Problem to work on: Look below for the line that has "Query: dark cave wall". Set down the lines from there through the line that has "Query: rough stone wall", exactly as written.

^^^^^^^^

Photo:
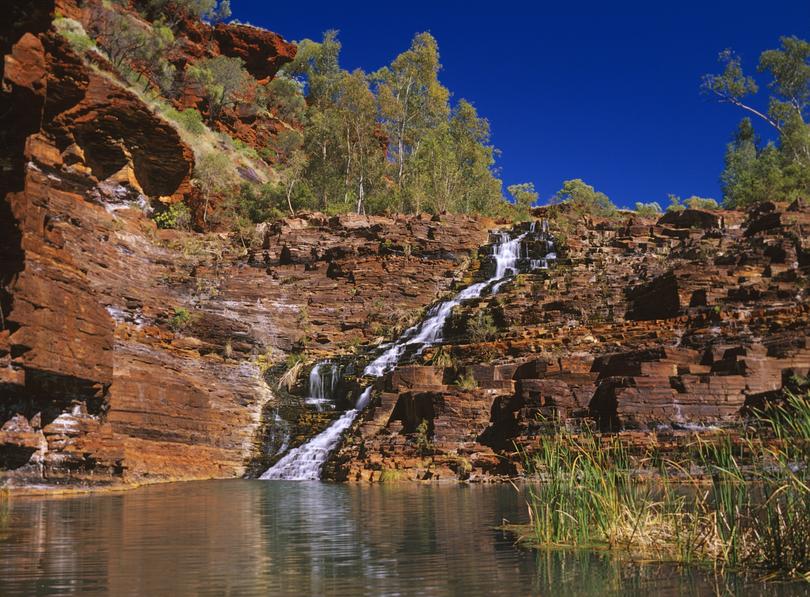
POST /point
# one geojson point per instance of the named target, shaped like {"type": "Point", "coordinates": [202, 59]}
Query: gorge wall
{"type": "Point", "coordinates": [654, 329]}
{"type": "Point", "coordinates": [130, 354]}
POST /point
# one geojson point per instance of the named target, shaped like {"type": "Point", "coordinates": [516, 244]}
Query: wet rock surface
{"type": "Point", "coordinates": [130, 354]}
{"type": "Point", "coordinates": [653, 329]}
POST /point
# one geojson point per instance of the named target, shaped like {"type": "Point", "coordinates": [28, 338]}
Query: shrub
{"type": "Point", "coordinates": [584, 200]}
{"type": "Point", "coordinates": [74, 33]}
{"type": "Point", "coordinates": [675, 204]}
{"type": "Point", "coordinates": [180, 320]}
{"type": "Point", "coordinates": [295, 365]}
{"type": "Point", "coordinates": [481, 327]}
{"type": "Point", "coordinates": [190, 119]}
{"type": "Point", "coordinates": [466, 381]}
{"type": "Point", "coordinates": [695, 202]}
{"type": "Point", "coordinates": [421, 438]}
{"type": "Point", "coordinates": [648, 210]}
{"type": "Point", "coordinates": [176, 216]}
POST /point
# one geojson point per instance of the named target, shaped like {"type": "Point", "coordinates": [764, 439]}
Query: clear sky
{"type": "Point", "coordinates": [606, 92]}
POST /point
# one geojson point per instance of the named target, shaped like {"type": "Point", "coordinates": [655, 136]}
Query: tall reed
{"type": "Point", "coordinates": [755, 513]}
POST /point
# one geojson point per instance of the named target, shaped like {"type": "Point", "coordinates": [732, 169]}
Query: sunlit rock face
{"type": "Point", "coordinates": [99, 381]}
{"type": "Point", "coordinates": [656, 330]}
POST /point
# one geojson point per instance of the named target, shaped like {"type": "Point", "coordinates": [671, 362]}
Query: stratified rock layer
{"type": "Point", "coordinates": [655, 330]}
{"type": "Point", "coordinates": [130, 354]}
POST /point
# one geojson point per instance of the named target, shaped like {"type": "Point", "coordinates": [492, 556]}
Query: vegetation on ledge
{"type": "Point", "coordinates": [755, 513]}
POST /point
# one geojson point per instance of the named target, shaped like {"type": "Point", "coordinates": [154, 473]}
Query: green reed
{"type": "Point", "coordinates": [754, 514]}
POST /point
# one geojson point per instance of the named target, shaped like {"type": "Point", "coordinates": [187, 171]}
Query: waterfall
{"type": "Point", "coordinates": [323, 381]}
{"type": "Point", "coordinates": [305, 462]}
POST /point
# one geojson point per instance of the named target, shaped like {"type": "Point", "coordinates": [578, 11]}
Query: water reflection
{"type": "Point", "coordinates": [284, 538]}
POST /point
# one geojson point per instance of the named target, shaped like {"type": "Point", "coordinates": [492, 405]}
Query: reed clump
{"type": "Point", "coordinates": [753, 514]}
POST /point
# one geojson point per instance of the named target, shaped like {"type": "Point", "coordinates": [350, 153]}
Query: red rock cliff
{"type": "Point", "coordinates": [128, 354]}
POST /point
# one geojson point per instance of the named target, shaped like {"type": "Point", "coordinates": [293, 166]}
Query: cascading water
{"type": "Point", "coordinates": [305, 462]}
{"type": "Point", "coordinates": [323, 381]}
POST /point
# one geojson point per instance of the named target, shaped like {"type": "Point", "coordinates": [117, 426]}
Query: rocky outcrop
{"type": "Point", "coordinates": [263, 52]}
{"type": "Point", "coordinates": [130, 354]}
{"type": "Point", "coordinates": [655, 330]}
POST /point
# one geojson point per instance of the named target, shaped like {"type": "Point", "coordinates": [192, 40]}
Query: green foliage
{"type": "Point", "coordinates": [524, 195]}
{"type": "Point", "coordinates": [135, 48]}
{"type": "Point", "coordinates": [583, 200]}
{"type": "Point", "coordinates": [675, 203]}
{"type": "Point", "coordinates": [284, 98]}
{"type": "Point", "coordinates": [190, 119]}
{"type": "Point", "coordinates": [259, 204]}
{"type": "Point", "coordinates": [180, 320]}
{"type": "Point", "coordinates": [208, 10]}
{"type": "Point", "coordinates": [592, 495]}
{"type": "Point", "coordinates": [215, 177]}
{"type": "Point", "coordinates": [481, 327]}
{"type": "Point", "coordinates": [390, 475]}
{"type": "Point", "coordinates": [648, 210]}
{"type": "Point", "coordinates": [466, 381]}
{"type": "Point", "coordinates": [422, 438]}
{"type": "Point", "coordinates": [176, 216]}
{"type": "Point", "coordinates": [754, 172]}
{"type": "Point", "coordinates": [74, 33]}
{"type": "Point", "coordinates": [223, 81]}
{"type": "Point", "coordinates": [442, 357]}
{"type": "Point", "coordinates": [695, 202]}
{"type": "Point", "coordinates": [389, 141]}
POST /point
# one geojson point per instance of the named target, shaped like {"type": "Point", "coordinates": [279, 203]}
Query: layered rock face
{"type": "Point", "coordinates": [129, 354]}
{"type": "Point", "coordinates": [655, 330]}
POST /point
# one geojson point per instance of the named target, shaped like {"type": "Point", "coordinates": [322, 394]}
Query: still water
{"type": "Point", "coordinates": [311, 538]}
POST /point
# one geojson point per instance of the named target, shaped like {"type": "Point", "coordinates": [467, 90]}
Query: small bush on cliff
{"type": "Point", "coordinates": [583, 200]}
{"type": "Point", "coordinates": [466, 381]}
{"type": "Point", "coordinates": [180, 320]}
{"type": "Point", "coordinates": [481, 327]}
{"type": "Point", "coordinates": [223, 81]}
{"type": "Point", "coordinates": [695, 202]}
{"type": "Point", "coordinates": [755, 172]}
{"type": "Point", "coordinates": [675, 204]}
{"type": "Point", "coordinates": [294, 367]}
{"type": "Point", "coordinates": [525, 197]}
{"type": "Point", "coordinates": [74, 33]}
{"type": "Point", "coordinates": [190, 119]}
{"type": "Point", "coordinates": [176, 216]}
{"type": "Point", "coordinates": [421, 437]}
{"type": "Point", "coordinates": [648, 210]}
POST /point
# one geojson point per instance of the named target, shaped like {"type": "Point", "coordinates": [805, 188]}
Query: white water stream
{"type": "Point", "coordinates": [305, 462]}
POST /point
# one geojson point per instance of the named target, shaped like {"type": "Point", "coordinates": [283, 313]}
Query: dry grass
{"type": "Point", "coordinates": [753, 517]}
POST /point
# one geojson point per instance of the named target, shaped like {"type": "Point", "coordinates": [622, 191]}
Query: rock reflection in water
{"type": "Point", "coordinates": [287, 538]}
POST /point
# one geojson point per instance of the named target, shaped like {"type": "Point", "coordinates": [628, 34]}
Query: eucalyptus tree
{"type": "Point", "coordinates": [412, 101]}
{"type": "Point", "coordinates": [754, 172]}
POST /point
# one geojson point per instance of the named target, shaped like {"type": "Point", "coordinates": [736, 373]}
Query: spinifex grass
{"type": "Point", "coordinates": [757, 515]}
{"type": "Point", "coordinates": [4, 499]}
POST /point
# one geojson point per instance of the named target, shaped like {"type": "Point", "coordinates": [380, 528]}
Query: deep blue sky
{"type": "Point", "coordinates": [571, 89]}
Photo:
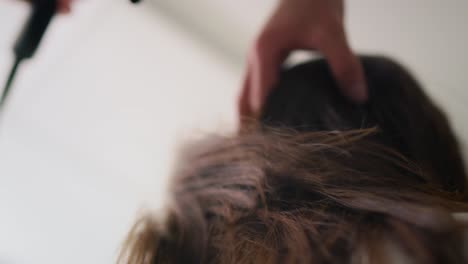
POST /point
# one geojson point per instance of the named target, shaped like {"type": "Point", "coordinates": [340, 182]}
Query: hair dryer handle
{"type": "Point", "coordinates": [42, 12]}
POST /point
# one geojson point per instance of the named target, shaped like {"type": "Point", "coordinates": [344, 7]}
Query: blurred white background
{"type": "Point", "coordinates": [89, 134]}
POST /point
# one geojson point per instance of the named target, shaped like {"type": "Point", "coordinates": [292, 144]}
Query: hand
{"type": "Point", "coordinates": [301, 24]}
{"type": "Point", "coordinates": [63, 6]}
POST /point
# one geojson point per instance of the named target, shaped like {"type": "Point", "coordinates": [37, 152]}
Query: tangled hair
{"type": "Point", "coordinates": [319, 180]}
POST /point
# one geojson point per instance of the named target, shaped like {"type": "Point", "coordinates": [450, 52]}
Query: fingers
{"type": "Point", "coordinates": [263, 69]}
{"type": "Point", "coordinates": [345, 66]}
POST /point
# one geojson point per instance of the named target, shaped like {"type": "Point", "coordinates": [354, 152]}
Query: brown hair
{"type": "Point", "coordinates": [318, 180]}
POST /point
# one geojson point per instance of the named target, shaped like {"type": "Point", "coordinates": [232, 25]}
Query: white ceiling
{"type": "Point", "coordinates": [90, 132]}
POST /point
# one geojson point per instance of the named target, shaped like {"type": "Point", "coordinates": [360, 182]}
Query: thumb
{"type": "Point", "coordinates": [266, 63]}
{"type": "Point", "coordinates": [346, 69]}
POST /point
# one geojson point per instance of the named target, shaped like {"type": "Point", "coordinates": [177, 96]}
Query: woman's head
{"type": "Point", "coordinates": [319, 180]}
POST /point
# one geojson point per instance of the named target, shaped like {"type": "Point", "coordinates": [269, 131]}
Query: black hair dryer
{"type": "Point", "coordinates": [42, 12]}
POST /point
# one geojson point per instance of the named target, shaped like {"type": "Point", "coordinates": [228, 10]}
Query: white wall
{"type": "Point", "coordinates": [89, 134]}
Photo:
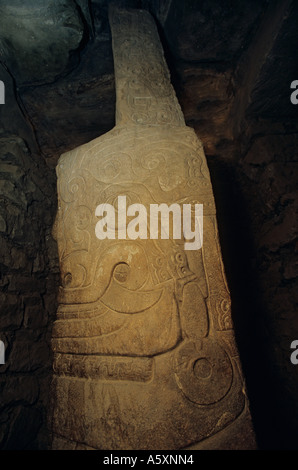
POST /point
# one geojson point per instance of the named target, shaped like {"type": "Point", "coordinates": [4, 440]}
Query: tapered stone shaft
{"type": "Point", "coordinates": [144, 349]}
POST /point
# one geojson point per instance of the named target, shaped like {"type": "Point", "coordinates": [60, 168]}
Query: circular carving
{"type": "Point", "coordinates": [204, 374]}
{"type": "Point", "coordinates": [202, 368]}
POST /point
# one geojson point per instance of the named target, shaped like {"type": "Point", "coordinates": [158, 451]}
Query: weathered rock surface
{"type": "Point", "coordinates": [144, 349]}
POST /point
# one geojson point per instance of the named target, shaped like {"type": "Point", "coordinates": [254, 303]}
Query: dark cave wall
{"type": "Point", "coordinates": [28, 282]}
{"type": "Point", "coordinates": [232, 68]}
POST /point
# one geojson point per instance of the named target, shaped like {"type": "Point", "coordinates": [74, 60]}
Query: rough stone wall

^^^^^^^^

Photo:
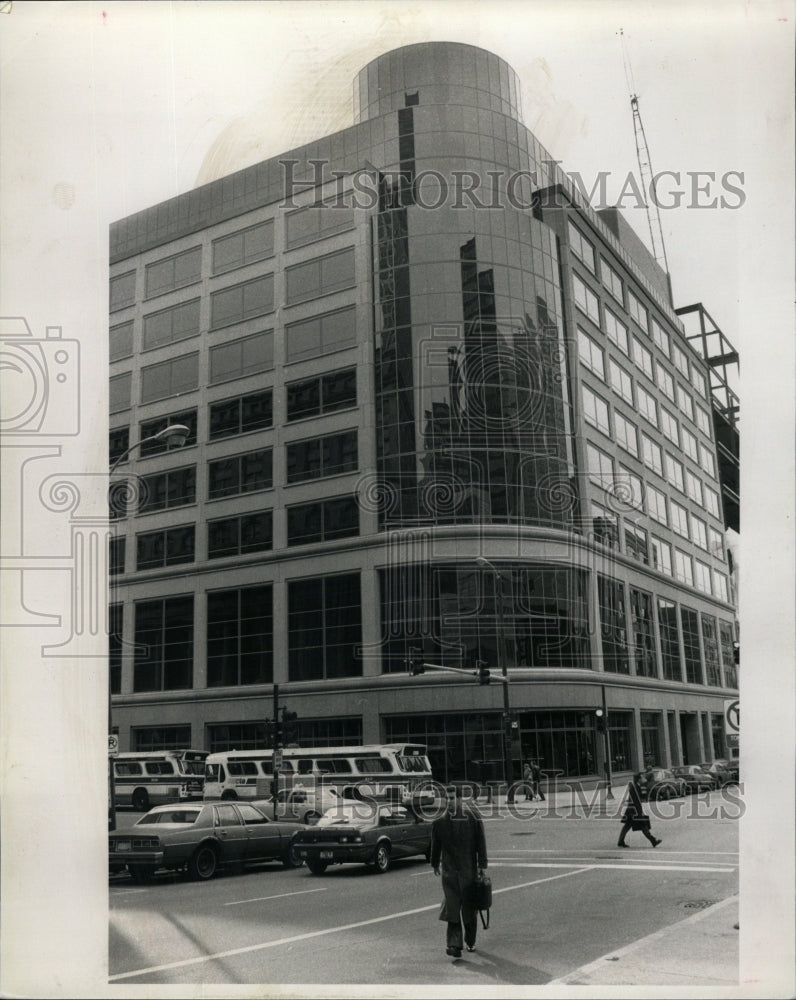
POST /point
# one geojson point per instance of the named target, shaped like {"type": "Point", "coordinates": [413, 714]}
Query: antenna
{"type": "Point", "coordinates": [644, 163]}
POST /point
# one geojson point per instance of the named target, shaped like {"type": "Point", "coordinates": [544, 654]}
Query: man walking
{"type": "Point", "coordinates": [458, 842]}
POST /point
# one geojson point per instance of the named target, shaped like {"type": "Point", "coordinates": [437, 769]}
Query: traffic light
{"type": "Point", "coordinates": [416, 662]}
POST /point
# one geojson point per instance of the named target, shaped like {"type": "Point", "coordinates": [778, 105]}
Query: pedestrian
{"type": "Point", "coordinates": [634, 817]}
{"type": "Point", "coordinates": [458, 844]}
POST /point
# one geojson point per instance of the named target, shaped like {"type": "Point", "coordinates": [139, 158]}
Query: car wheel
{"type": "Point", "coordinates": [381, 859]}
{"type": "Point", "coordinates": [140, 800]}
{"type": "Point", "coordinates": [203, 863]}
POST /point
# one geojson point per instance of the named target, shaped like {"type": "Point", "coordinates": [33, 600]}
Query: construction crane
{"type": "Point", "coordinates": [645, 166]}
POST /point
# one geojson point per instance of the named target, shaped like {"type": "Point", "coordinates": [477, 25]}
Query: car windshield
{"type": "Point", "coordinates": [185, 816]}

^^^^^^^^

Solution to the problem:
Query: dark cave wall
{"type": "Point", "coordinates": [28, 282]}
{"type": "Point", "coordinates": [232, 68]}
POST /point
# one geojson point per instance of the named target, shaped like {"type": "Point", "coordinates": [74, 60]}
Query: rough stone wall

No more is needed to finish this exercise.